The task → Copy the passage of the forum thread on cheating starting at "You don't need" and ending at "of her denial).", swapping "clubbing" for "dancing".

Extract provided →

# what is classified as cheating?



## Nanook (Nov 21, 2009)

My husband says he has not cheated on me, first I agreed, but now I am wondering. 
Do you have to have sex for it to be classified as cheating.
We are in process of seperation, long story. He has admitted to loving someone else, He says he has not cheated on me, but has admitted to cuddling, and holding hands, and allowed himself to emotionally fall for someone else.
Is this cheating or not?
Thanks


----------



## Amplexor (Feb 13, 2008)

Emotionally attaching one's self to another is cheating and in many cases can be far more damaging to a marriage than physically cheating.


----------



## cody5 (Sep 2, 2009)

You don't need to even have met the other man/woman to have cheated w/ him/her. Yur husband did meet, however, and it sounds like he cheated. 

That's not to say you need to divorce over it. My wife was into the thrill fo clubbing with strange men until 2:00 in the morning. She still doesn't think it was infidelity. I think it was. We're going to work it out (as soon as she gets out of her denial).

And Amplexor is right. Emotional infidelity can be worse. Forming an emotional bond can be considered worse than using a woman as a purely physical release.


----------



## cody5 (Sep 2, 2009)

Oh, I forgot. They only admit to the minimum. There's no way you can be sure it didn't go further.


----------



## Nanook (Nov 21, 2009)

It is not my choice to seperate, he wants to. But he still thinks he did not cheat. He says he loves this lady. 
Thanks, at least I do not think I am mad in thinking He has cheated, and it is classifeied as cheating.
Thanks


----------



## Lostandconfused (Jul 6, 2009)

Nanook said:


> It is not my choice to seperate, he wants to. But he still thinks he did not cheat. He says he loves this lady.
> Thanks, at least I do not think I am mad in thinking He has cheated, and it is classifeied as cheating.
> Thanks


Nanook, Of course you are right. It was/is cheating. He gave to someone else what he "vowed" to give only to you. That IS cheating. Wedding vows do not only pertain to the physical aspects of a marriage. The vows include, among other things, emotional attachment and desires that are specific to a romantic/spousal love.

He knows this. He's just trying to convince himself, and you, that he's innocent. He is not innocent. 

I'm sorry this is happening to you.

Just my $0.02.
Lost


----------



## Deejo (May 20, 2008)

Well ... you can certainly tell him that he has the mindset of a cheater. Lying, denial, minimizing, and blame-shifting are all classic behaviors.

It's simple. If you have an emotional investment in another person that you conceal from, and value over your existing partner - you're cheating.

Cheating is not the sum of a physical act, like intercourse. It is the sum of behaviors that a cheater uses to distance themselves from, and betray their partners.

Even simpler, you don't start a new relationship before ending the one that you are currently in.


----------

Given entries →

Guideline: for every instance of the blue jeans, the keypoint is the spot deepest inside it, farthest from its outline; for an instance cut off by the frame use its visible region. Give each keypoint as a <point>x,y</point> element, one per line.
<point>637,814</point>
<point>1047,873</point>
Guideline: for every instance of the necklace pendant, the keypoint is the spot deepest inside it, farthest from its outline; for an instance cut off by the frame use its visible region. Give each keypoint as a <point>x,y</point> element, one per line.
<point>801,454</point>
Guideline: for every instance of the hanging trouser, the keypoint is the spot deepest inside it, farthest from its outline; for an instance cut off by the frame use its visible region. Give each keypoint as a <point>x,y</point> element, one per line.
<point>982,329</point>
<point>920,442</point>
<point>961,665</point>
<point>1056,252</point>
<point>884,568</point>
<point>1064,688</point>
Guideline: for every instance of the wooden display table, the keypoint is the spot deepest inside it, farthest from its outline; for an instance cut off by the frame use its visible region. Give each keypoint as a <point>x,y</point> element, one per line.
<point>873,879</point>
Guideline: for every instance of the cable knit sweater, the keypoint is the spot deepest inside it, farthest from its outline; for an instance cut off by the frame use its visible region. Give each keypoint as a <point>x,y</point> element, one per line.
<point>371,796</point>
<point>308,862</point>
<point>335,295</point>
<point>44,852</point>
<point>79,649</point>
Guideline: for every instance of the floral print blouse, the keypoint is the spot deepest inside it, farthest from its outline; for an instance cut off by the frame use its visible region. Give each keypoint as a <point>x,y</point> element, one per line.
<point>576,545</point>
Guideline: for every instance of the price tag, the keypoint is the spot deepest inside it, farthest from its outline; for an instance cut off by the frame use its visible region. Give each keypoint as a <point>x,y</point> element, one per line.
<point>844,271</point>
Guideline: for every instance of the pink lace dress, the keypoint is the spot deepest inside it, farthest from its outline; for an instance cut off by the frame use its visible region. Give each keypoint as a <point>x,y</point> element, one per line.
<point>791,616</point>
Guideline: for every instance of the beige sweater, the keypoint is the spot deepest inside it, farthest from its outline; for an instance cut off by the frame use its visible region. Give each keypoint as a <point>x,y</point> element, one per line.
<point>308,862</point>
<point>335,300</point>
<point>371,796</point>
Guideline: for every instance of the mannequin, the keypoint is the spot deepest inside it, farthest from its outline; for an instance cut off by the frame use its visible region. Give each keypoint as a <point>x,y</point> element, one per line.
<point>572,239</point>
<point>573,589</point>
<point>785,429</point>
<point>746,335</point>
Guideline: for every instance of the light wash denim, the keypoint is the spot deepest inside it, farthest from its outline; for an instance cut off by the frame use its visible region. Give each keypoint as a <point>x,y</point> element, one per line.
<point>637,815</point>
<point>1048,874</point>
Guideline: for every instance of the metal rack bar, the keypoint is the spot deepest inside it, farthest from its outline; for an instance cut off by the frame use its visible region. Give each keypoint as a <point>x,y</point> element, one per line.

Answer to the task →
You don't need to even have met the other man/woman to have cheated w/ him/her. Yur husband did meet, however, and it sounds like he cheated. 

That's not to say you need to divorce over it. My wife was into the thrill fo dancing with strange men until 2:00 in the morning. She still doesn't think it was infidelity. I think it was. We're going to work it out (as soon as she gets out of her denial).